--- Passage provided ---
--------------------

On Friday the 5th, the Speaker on his return from
the House of Lords, informed the Commons of what
had taken place in the Lords' Chamber. He then
intimated that the first business for the house was the
taking the oaths prescribed for members. The
swearing-in of members then commenced, and continued
until the house adjourned. The first group included
the Chancellor of the Exchequer and Dr. Layard.
Mr. Macaulay was present during the earlier part of the
sitting.

On Thursday the 11th the Speaker attended by a number
of the members proceeded in the usual form to the House
of Lords to hear the Royal Speech. After their return the
house proceeded to business. The Address was moved
by Lord LOVAINE, and seconded by Mr. E. C. EGERTON,
Mr. C. VILLIERS complained not of what was
contained in the speech and address, but of their defects
and omissions. The first minister of the crown had
avowed in the last parliament that he held opinions at
variance with those of a majority of the House of
Commons, and, admitting the constitutional doctrine that
this conflict of opinions should not exist, he had appealed
to the country. What he (Mr. Villiers) complained of
was, that the house was not informed whether the first
minister had abandoned his opinions, and that it had no
assurance that it was not intended in any way to alter or
modify our late commercial policy. Upon this subject the
speech was vague, and, he might almost say, deceptive;
whereas the house was entitled to a distinct declaration,
whether our future policy was to be that of protection,
or that of free trade. The opposition would have the
decision of the house on that matter, and he had only
risen now for the purpose of stating that he for one,
having taken a great interest in this subject, and
believing that others who had taken a far more effective
part would agree with him, was dissatisfied with the
statement made as to the causes of the present condition
of the country. They wanted to know distinctly
what were the opinions of her Majesty's government on
the great question which had been in disputethe
policy of protection or free trade; and without further
detaining the house, he begged leave most distinctly to
give notice that he should submit the matter to the
house, that he should put the question on so clear and
intelligible a footing that their fellow-countrymen out
of the house would afterwards feel no doubt with regard
to the future. He believed that the 22nd of the present
month would be about the most convenient day for
taking the opinion of the house on that subject.—Mr.

--------------------

[Extracted data entries]
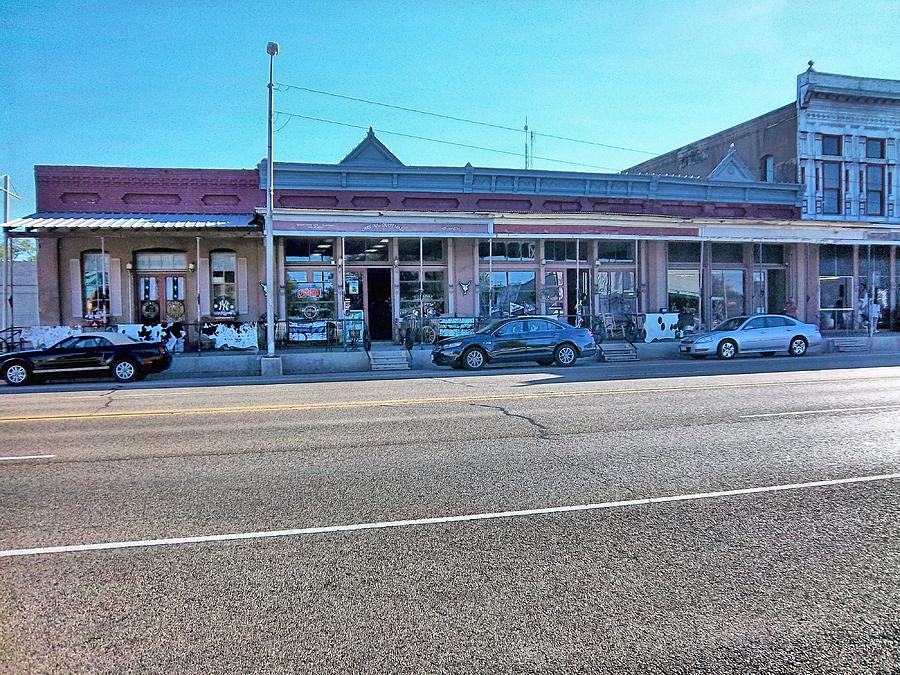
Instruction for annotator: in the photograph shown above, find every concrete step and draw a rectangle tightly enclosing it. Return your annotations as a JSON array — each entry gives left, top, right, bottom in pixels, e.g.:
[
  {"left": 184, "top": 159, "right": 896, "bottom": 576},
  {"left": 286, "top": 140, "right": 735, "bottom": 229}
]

--------------------

Continue the parliamentary report on the opening of the session from the point where it ends.

HUME thought her Majesty was unfortunate in having
a cabinet which had not formed an opinion on this
important subject, or if they had, which shrank from
confessing their error. A speedy decision of this question
was indispensable. Mr. Hume mentioned several topics,
the omission of which in the royal speech he lamented
and censured.—Mr. WALPOLE said the house had met
for a special purposenamely, that the question of the
financial and commercial policy of the country should
be finally settled and decided. No deception had been
intended in the speech from the throne, which was
worded carefully in a way to avoid the necessity of
discussing any amendment on the address. Ministers,
were, however, prepared not only to avow their policy,
but were ready with measures to carry it out, and they
intended to take the first and earliest opportunity to
submit these measures to the consideration of the house.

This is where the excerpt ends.